GOAL - Update the part of the audiobook listing that opens with the words containing "Readers around the" and closes with "act of assassination.", and give it again with "World War II" replaced by "the Second World War".
---------- DOCUMENT SEGMENT ----------
Unabridged Audiobook

Written By: Bill O'Reilly

Narrated By: Martin Dugard

Publisher: Macmillan Audio

Date: September 2014

Duration: 9 hours 5 minutes

Summary:

Readers around the world have thrilled to Killing Lincoln, Killing Kennedy, and Killing Jesus riveting works of nonfiction that journey into the heart of the most famous murders in history. Now from Bill O'Reilly, anchor of The O'Reilly Factor, comes the most epic book of all in this multimillion-selling series: Killing Patton.

General George S. Patton, Jr. died under mysterious circumstances in the months following the end of World War II. For almost seventy years, there has been suspicion that his death was not an accidentand may very well have been an act of assassination.

Killing Patton takes readers inside the final year of the war and recounts the events surrounding Patton's tragic demise, naming names of the many powerful individuals who wanted him silenced.

Genres:

  • Elliotte F

    Great book!

  • Ron Parker

    Excellent!! Like Killing Lincoln, one of the best non-fiction, or any type of book, I've read or listened to. Brings up some points that really make you think. Also gives you insight into why certain decisions were made, even though they appear to be the wrong ones. I never realized before just how much we gave into the Russians and how we didn't support Britain's post-war plans. It illustrates just how much the military is a "What have you done for me lately" organization. I spent over 12 years in the military and it hasn't changed a bit. The way Patton was treated is deplorable. This is a book that everyone should read.

  • Brian McColgan

    Enjoyed the factual nature of this book. It was a very enjoyable listen w/Mr. O'Reilly. Very sad to learn that such a great man, succumbed to a freak accident (or possibly another strange event). I really enjoy historical stories (particularly WWII). It was very interesting to listen/read about the battle in Belgium and how Patton tried so desperately to get his tanks up to Bastogne (sp?) to rescue the 101st.

  • Daniel Renz

    I actually really liked the narration. Finished it on a long ride from Florida to Ohio and he kept me engaged on a historical individual I did not have a strong base of knowledge on. Admittedly, as with most of the 'killing' books, they are more period based than just the title person, with interesting vignettes built in along the way. A little confusing with all the general names, it would probably make a better book read than an audio listen. Mic drop. Out.
---------- DATASET EXCERPTS ----------
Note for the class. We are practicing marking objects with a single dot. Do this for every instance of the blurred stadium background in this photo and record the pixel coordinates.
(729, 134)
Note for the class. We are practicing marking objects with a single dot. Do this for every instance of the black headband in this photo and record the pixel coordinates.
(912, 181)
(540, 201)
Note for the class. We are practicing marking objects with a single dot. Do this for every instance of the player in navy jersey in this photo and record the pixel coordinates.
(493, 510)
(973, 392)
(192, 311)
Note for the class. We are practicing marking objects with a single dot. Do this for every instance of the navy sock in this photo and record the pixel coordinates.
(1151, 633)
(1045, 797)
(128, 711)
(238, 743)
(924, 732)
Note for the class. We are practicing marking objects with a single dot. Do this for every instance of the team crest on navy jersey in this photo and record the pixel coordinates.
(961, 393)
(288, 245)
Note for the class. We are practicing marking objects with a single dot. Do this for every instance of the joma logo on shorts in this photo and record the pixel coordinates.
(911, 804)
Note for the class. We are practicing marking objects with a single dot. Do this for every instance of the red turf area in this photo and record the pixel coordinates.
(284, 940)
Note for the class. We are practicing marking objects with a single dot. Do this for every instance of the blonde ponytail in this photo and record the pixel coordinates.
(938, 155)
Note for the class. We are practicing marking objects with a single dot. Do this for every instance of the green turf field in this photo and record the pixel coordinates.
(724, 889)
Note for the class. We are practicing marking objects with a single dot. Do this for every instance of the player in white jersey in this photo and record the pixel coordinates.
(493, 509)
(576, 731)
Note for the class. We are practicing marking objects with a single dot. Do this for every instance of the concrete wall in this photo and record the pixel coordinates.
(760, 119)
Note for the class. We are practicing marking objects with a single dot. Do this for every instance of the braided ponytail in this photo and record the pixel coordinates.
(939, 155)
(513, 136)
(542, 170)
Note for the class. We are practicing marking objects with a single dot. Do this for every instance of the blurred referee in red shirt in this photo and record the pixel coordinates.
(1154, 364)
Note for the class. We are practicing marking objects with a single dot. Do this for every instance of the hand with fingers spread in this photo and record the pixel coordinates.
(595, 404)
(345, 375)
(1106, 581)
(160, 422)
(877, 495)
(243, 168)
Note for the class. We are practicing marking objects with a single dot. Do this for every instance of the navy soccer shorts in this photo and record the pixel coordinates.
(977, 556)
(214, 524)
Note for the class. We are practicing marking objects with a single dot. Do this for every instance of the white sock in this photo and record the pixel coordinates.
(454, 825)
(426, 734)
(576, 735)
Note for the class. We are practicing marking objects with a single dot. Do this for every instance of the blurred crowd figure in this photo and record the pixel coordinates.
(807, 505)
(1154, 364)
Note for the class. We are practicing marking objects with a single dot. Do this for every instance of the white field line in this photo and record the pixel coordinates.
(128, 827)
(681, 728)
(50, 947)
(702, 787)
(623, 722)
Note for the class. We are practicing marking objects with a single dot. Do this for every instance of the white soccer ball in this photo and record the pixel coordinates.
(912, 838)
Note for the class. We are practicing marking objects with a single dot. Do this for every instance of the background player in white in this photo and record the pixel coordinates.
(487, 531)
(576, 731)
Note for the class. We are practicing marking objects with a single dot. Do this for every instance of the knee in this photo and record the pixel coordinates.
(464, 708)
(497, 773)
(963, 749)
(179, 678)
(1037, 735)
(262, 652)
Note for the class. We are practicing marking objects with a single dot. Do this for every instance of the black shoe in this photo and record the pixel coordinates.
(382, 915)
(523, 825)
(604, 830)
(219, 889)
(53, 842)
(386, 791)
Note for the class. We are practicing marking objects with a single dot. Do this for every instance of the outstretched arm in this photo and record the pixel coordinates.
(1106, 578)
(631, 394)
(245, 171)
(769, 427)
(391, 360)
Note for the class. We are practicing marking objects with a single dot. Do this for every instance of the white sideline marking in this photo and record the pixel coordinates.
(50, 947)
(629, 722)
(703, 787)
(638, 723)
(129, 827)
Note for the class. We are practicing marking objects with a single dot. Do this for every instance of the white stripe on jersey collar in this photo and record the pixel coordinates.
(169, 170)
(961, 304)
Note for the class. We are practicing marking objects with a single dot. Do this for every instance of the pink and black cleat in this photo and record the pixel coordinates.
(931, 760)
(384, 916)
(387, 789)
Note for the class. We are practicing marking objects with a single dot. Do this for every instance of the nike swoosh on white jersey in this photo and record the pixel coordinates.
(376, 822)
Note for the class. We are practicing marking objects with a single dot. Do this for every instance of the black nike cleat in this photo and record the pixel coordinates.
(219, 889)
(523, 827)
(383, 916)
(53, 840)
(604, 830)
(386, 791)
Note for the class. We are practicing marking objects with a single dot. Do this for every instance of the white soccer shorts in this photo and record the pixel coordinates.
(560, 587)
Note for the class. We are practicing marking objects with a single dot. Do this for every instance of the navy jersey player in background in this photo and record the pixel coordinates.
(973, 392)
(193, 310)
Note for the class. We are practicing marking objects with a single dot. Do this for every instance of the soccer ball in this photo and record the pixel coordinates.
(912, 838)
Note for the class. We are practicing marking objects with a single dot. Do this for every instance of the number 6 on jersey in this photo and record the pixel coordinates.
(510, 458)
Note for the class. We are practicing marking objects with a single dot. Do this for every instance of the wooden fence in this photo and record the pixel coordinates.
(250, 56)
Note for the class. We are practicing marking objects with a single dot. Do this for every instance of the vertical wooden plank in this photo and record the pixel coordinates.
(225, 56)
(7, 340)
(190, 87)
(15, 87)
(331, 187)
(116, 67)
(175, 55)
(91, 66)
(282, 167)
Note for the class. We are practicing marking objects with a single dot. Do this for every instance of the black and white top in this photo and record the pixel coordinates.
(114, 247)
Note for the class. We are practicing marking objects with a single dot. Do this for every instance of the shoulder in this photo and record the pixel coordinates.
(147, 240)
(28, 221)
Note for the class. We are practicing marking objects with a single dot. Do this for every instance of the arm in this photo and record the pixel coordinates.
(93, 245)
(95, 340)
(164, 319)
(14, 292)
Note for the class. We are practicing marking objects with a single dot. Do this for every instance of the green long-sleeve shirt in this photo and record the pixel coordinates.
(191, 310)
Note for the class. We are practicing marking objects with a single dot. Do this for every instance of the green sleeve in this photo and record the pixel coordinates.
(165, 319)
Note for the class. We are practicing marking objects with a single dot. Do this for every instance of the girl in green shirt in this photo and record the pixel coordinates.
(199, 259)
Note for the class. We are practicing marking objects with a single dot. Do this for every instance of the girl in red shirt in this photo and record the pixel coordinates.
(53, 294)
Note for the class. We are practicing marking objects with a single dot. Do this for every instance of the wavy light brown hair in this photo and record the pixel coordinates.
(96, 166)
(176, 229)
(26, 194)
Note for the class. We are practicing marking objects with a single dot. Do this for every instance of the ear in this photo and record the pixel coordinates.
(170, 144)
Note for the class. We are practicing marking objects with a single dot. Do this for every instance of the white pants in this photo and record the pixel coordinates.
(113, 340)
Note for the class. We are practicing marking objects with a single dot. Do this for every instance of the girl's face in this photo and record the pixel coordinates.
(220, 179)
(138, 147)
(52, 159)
----------
OUTPUT FOR THIS EXERCISE -
Readers around the world have thrilled to Killing Lincoln, Killing Kennedy, and Killing Jesus riveting works of nonfiction that journey into the heart of the most famous murders in history. Now from Bill O'Reilly, anchor of The O'Reilly Factor, comes the most epic book of all in this multimillion-selling series: Killing Patton.

General George S. Patton, Jr. died under mysterious circumstances in the months following the end of the Second World War. For almost seventy years, there has been suspicion that his death was not an accidentand may very well have been an act of assassination.